+++ Supplied records +++
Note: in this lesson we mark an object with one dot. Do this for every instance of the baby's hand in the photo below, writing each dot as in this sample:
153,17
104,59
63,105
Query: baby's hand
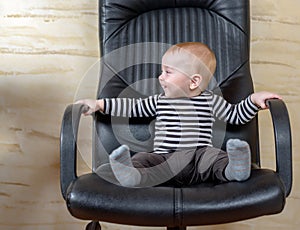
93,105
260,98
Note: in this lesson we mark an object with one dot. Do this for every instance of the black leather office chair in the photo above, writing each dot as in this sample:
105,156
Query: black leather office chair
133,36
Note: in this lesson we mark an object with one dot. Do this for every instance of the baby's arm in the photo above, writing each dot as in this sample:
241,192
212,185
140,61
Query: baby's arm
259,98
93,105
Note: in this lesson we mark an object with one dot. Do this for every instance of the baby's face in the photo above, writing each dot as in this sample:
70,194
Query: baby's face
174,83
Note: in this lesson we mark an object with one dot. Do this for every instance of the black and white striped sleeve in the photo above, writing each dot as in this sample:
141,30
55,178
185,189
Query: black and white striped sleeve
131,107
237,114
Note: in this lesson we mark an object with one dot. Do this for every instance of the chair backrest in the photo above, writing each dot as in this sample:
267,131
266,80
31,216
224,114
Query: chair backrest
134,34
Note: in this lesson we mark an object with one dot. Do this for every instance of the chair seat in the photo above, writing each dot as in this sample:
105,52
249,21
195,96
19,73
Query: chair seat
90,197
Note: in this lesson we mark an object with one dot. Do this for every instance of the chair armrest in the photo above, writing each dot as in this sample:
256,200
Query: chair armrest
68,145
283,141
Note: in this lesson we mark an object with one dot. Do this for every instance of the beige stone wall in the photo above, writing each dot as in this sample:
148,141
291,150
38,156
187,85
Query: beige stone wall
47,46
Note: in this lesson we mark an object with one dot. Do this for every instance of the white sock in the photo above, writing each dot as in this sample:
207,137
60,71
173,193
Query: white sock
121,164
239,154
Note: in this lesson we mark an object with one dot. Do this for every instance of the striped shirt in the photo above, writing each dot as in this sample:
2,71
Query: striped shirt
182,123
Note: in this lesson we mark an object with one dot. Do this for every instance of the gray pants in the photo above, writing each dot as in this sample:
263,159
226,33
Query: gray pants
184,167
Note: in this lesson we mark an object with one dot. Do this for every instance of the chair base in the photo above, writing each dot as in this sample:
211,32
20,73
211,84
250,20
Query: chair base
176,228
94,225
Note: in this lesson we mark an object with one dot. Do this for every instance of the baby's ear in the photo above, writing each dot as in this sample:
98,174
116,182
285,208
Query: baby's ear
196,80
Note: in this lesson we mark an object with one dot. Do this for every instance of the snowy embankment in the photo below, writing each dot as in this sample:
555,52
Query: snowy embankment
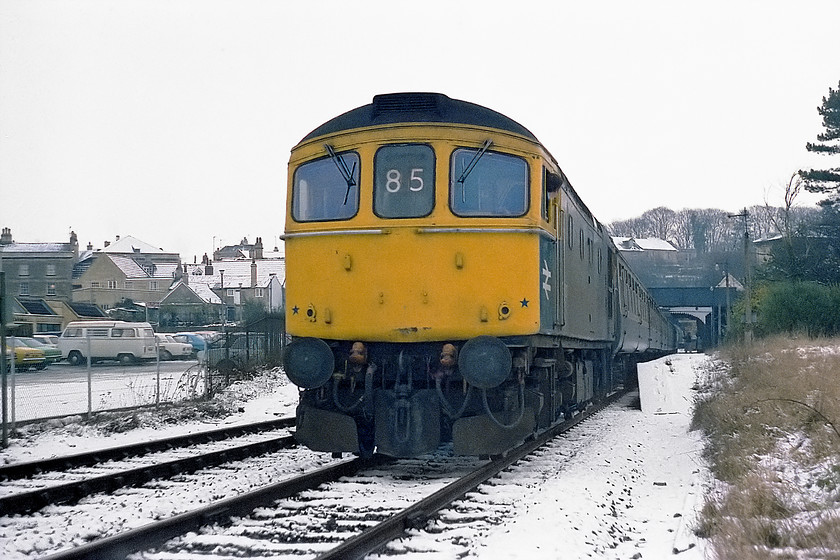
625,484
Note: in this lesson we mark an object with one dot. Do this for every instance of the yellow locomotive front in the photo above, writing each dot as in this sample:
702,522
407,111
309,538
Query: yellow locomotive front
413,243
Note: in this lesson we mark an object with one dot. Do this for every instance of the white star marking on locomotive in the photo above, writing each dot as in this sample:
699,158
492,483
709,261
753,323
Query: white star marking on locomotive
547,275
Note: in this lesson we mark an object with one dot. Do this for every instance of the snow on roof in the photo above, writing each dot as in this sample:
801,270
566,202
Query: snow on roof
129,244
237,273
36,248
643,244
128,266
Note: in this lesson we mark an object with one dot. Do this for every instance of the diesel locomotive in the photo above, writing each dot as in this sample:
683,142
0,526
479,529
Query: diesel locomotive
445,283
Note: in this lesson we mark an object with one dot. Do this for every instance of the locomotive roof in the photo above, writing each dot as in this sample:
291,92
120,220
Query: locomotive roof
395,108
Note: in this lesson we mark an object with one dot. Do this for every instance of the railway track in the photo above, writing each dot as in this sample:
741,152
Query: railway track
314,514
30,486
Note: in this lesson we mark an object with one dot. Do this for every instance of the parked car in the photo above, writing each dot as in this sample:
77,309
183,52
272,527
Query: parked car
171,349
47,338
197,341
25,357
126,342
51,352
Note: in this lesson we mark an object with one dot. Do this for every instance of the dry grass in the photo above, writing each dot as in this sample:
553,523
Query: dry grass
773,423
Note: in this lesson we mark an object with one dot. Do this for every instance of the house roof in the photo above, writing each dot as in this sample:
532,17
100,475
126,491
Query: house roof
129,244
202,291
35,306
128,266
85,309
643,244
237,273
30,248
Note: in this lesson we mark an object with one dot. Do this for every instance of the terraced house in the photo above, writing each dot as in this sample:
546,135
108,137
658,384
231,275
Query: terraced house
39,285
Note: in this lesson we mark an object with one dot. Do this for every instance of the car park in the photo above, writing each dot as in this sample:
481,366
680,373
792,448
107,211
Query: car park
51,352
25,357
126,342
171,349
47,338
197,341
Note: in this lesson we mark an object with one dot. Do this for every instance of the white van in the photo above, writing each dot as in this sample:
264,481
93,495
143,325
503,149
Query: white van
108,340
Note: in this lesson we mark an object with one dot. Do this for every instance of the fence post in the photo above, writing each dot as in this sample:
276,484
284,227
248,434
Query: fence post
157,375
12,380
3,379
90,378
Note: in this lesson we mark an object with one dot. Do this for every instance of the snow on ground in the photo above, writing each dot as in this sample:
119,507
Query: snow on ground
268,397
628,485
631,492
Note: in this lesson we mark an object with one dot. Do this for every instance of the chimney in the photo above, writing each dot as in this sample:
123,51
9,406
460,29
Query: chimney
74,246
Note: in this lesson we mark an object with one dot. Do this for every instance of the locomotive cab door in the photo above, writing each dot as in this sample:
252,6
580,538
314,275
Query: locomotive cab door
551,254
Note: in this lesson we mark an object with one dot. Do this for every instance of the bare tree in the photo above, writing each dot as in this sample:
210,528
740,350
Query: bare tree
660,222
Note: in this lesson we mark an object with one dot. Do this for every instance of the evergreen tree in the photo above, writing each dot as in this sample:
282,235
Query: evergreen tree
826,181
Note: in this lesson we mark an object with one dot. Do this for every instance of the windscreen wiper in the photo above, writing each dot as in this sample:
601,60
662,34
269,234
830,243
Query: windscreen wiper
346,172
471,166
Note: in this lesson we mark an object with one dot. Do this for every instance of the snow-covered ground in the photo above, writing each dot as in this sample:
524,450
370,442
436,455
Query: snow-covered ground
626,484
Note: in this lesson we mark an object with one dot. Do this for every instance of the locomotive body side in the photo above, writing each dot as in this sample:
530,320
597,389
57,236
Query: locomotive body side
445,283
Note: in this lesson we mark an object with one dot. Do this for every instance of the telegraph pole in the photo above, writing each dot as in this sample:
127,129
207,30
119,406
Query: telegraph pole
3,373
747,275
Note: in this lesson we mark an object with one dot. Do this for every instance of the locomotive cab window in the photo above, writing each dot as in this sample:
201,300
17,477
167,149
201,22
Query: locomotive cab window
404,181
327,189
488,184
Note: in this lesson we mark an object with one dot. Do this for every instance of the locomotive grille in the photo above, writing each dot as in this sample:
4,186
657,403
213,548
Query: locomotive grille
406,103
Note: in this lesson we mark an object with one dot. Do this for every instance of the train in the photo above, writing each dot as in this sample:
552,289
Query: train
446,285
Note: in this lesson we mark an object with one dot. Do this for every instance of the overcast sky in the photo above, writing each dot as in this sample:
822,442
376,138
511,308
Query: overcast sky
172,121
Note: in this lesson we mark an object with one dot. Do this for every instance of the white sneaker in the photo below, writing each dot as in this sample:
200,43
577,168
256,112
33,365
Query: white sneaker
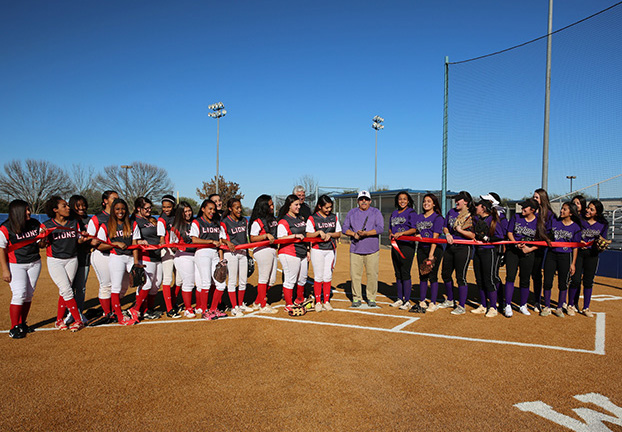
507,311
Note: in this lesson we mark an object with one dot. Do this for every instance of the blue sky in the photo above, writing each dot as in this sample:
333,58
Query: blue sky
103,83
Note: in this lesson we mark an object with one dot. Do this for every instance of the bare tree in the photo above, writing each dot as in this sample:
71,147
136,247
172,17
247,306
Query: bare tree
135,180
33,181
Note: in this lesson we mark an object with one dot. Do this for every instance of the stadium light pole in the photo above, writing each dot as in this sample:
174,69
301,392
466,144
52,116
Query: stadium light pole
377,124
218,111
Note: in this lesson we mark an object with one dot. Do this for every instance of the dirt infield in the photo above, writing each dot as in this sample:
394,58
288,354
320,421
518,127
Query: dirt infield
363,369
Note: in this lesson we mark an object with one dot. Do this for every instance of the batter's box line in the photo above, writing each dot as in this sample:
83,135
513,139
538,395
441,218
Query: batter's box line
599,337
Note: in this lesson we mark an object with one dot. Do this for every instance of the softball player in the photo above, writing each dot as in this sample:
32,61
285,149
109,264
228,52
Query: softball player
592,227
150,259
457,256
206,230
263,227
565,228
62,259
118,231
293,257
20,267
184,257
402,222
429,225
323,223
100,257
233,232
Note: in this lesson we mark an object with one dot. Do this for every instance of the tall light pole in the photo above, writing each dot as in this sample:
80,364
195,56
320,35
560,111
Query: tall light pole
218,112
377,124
+++
+++ Supplied records +++
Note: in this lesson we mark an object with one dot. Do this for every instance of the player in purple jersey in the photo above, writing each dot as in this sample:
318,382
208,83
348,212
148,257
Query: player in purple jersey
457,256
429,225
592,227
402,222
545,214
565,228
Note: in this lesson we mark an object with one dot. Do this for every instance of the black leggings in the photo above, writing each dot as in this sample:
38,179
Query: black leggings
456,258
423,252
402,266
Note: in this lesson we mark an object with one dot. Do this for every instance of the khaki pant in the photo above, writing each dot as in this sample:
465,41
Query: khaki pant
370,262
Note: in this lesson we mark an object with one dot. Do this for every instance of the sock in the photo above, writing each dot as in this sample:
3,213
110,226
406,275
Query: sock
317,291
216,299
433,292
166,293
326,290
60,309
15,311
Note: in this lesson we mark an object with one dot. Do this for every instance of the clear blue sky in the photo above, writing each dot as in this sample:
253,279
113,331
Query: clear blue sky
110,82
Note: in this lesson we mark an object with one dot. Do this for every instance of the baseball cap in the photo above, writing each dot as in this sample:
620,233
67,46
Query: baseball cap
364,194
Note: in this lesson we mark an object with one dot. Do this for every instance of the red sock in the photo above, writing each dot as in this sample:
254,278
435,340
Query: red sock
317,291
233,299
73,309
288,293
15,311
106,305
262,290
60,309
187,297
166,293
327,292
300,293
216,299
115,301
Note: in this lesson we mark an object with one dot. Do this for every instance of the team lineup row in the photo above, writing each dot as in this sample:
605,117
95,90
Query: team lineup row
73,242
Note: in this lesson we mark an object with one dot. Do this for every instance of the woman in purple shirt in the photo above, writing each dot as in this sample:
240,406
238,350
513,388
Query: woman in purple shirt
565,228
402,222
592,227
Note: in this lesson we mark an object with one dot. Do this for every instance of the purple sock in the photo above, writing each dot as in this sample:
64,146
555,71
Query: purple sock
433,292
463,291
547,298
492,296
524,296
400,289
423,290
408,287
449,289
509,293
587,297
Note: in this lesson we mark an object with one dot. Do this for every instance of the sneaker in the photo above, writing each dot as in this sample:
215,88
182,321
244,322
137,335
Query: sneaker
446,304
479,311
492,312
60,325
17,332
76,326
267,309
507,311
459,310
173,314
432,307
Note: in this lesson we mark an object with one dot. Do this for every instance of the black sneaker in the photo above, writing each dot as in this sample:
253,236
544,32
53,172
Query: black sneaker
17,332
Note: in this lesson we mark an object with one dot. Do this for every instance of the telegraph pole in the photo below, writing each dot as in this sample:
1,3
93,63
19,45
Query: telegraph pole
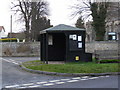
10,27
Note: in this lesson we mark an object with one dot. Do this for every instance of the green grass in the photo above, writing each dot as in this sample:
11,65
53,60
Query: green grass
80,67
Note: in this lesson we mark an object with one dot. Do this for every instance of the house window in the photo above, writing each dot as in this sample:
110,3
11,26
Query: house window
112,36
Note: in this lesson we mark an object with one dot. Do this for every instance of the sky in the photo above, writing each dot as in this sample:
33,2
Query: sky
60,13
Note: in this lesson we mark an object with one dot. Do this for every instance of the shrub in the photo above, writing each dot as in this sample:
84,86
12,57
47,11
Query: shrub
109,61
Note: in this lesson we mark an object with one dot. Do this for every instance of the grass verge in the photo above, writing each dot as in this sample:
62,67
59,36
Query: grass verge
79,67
+++
+++ Supplied records +++
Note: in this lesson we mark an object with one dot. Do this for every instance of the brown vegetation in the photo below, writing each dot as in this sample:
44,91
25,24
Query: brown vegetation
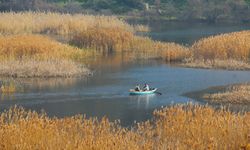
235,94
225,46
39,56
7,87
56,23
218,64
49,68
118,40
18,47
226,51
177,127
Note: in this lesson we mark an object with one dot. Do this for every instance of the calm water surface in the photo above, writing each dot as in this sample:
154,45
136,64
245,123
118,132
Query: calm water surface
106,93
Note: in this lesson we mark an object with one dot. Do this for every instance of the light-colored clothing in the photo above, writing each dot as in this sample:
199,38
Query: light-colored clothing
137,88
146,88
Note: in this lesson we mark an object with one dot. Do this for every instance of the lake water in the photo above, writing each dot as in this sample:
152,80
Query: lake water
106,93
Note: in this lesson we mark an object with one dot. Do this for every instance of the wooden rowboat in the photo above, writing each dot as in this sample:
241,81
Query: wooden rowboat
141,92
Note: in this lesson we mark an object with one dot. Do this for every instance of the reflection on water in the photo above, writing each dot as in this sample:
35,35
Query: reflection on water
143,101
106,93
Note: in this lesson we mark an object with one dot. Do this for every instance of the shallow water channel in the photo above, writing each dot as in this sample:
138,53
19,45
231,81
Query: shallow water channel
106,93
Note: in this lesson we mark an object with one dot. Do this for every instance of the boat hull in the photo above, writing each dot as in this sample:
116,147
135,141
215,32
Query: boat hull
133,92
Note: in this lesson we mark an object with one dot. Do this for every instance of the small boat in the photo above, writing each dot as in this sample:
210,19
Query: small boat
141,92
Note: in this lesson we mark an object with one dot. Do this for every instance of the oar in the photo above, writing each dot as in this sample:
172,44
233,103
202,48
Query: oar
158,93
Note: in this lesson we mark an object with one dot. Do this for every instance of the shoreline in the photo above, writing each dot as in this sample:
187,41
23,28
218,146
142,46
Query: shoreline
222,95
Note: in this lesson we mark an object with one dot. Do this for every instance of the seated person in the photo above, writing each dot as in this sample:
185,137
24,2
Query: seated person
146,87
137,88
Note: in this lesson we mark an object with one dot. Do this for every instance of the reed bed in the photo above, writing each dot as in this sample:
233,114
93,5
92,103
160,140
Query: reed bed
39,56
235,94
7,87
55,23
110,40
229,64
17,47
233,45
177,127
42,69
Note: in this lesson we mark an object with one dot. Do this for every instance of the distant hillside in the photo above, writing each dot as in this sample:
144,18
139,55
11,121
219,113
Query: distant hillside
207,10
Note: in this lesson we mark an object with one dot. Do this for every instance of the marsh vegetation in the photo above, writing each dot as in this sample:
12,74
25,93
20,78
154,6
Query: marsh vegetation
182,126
+++
Aim of the task: Identify every line in the data above that contains the word "calm", and reproduce each such line in full.

Task output:
Note: in this lesson we mark an object with one dot. Do this for every instance of the calm water surface in the photo above, writing each dot as in this sample:
Query: calm water surface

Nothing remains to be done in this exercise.